[A run of records]
※ ※ ※
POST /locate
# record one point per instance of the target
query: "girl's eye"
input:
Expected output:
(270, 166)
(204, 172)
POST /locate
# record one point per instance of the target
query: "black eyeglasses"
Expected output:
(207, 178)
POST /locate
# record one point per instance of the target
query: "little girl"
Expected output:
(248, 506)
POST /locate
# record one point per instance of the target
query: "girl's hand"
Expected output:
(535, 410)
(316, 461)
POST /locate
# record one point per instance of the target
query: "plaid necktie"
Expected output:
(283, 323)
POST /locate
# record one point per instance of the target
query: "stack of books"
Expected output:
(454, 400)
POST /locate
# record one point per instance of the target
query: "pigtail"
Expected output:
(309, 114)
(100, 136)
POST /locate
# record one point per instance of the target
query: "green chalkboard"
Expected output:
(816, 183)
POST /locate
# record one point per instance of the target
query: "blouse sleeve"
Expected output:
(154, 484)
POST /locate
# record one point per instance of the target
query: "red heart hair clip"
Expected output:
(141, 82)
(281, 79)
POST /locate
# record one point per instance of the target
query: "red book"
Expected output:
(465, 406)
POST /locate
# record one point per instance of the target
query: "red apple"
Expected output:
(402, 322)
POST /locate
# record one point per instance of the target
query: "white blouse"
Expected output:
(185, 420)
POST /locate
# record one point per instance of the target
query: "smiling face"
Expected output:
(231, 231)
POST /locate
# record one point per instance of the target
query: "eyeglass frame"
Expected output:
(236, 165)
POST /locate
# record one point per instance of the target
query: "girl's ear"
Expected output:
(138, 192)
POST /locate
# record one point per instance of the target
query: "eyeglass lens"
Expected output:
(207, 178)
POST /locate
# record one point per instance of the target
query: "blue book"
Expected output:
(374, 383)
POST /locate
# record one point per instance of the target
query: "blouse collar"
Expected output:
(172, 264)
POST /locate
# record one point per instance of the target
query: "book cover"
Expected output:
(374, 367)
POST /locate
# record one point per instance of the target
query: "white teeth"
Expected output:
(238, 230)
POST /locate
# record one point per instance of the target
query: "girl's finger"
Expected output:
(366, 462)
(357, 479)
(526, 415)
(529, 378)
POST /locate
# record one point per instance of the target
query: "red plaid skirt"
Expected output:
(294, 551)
※ ※ ※
### WHAT IS REQUIRED
Copy each record from above exactly, and include every line.

### SOLUTION FOR THIS TASK
POST /locate
# record one point per instance of the target
query: "girl's eye"
input:
Expected output:
(270, 166)
(204, 172)
POST /locate
# record one point per instance of the target
query: "black eyeglasses"
Expected output:
(207, 178)
POST /locate
# record one point per instance of the target
query: "little girl"
Expected output:
(248, 506)
POST /locate
# record one point per instance of the target
query: "girl's hand"
Expected output:
(535, 410)
(316, 461)
POST /locate
# record one point per instance of the target
query: "plaid necktie"
Expected output:
(283, 323)
POST /locate
# record one point per instance of the target
query: "stack of books"
Expected output:
(454, 400)
POST /locate
# record one point per instance of the target
query: "pigtail"
Expected output:
(309, 114)
(100, 136)
POST /locate
# record one point per instance of the target
query: "green chalkboard"
Expected output:
(816, 183)
POST /locate
# record one point per instance of the target
query: "blouse sleeve"
Expected output:
(154, 484)
POST /locate
# record one point per instance of the target
query: "red heart hair clip"
Expected output:
(141, 82)
(281, 79)
POST /locate
# record one point per instance of the target
query: "red book"
Expected output:
(465, 406)
POST /locate
# record one point per instance of the target
query: "red apple"
Expected output:
(402, 322)
POST /locate
# record one point per instance of the target
query: "white blouse"
Expected output:
(185, 420)
POST /locate
# record one point per instance of the target
query: "smiling face"
Expected output:
(231, 231)
POST /locate
# record one point per instance of the target
query: "eyeglass frame"
Expected output:
(236, 165)
POST /locate
# record one point per instance of the target
query: "girl's ear"
Expected output:
(138, 192)
POST /locate
# record one point per instance of the target
query: "eyeglass lens"
Expected output:
(207, 178)
POST /locate
# record one point per instance of the target
query: "blue book"
Expected output:
(374, 383)
POST /locate
# record one point per instance of the target
query: "blouse collar"
Expected output:
(172, 264)
POST /locate
# record one point per instance of the target
query: "book cover"
Expected output:
(374, 367)
POST /locate
# record one point per instance of the target
query: "white teeth"
Expected output:
(238, 230)
POST /locate
# record one point per instance of the target
query: "girl's finger"
Expected output:
(366, 462)
(357, 479)
(526, 415)
(529, 378)
POST /locate
# record one point per instance of the target
query: "red plaid skirt"
Expected output:
(294, 551)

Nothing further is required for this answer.